What is expected
Copy out all the entries exactly.

=-=-=-=-=

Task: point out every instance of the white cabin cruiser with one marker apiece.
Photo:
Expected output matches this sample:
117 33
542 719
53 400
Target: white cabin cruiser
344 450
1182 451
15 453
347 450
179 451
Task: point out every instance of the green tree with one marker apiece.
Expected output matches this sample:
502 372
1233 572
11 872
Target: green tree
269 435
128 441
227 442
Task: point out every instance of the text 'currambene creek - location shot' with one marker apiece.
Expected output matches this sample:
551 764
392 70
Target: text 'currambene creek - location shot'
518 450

=-=-=-=-=

Task response
Task: point out every instance of the white cabin cruiser with one marker apiece.
Photo:
Expected output matches this sample:
117 33
542 719
53 400
Target: white cabin cruiser
344 450
1182 451
15 453
347 450
179 451
Task: point out every instance of the green tree with one marker apiece.
Expected output matches this sample:
502 372
1233 572
11 872
Target: green tree
269 435
128 441
227 442
Task: point out every instance of the text 'currambene creek - location shot' with one marker apiece.
Expected output matches this sample:
551 764
392 70
Target: text 'currambene creek - location shot'
518 450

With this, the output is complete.